- [Aufgaben]:
#1 Gib den Abschnitt des Forumsthreads über die ausbleibende IOException beim Socket wieder, beginnend mit „Wieso bekomme ich“ und fortlaufend bis „aus zu geben.“. Tausche dabei „PrintWriter“ gegen „BufferedWriter“ aus.
#2 Führe den Forumsthread über die ausbleibende IOException beim Socket ab der Stelle weiter, an der er endet.

- [Seitentext]:

# Keine IOException beim schreiben Socket



## DEvent (6. Aug 2011)

Hallo,
Ich verstehe nicht, wieso ein Socket, der nicht mehr offen ist keine IOException auslöst. Mein Programm macht folgendes:

a) Ein Server wartet auf eingehende Verbindung auf einem TCP Port. b) Ein Client verbindet sich zum Server, client = server.accept(); liefert mir einen client-Socket. c) Dann benutze ich dessen Output Stream um Daten an den Client zu schicken. 

Eine weitere Kommunikation findet nicht statt, der Client schickt kein OK, der Server schickt einfach Daten. Ich benutze dafür einen PrintWriter um einen String zu schicken.

Wieso bekomme ich keine IOException wenn der Client terminiert wird? Mein Java Programm schreibt einfach weiter in den PrintWriter, als ob nichts wäre.

Der Client und der Server sind beide an Localhost. Ich benutzte das Programm nc um die empfangenen Daten auf der Konsole aus zu geben.

Danke, Erwin.


----------



## DEvent (6. Aug 2011)

- [Gesammelte Daten]:

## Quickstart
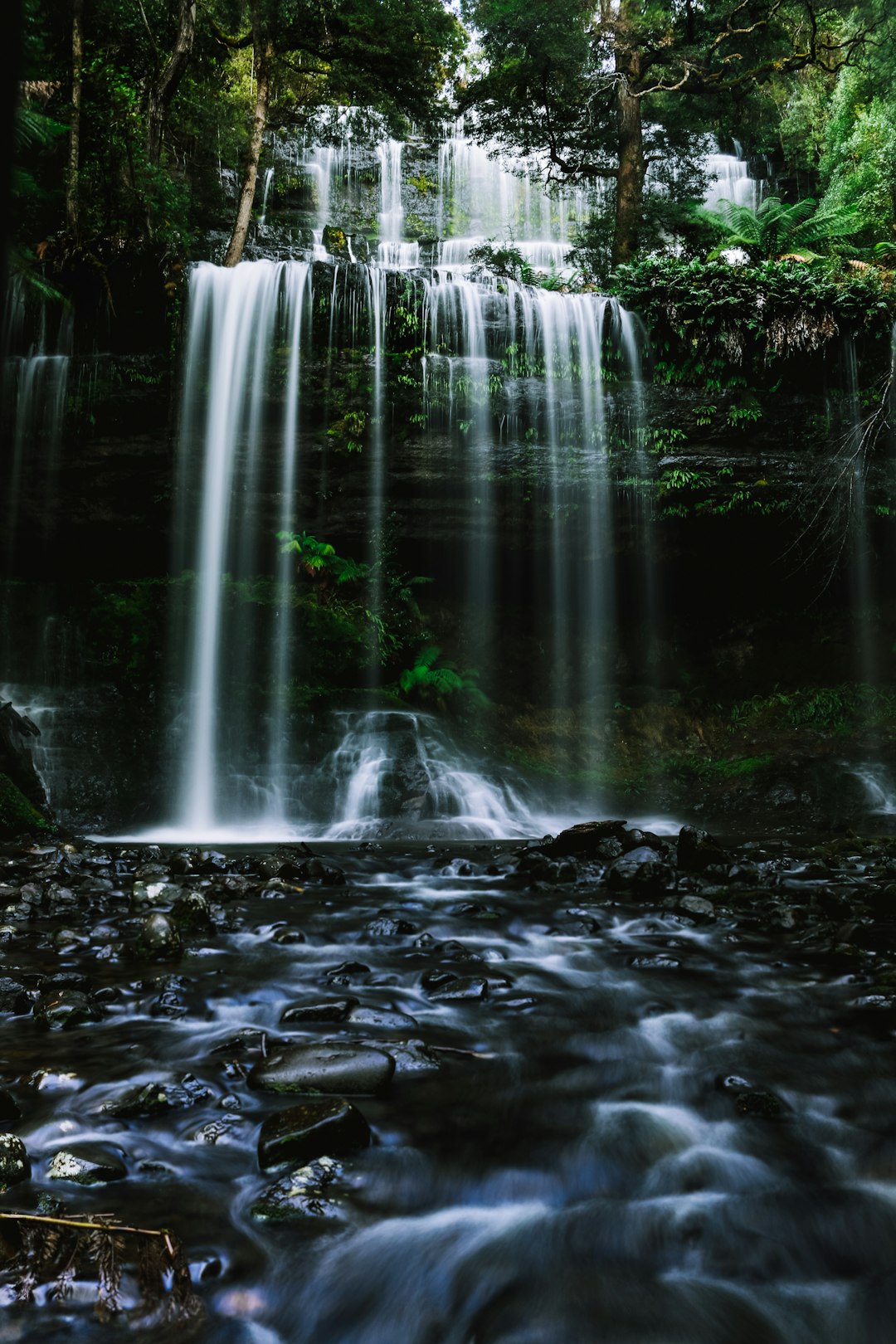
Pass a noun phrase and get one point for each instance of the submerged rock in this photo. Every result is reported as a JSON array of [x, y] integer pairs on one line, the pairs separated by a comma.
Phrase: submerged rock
[[63, 1010], [312, 1129], [158, 1098], [299, 1195], [88, 1164], [332, 1068], [14, 1161]]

- [Lösungen je Aufgabe]:
#1
Wieso bekomme ich keine IOException wenn der Client terminiert wird? Mein Java Programm schreibt einfach weiter in den BufferedWriter, als ob nichts wäre.

Der Client und der Server sind beide an Localhost. Ich benutzte das Programm nc um die empfangenen Daten auf der Konsole aus zu geben.

#2
Ok, die Methoden der Klassen PrintWriter und PrintStream werfen unter keinen Umständen eine Exception. Das war mir neu. Man muss also mit checkError() überprüfen, ob eine Exception geworfen wurde.

Ist ein wenig Umständlich und vollkommen anderes als alle anderen Stream/Writer Klassen funktionieren.


----------



## tagedieb (6. Aug 2011)

Wieso benutzt du einen PrintWriter? Must du deinen String noch (um)formatieren bevor du ihn abschickst?

Wenn nicht, dann benutz stattdessen am besten einen BufferedWriter.


----------



## DEvent (6. Aug 2011)

Danke, daran habe ich auch nicht gedacht, es gibt wohl zu viele Klassen in java.io die das gleiche machen.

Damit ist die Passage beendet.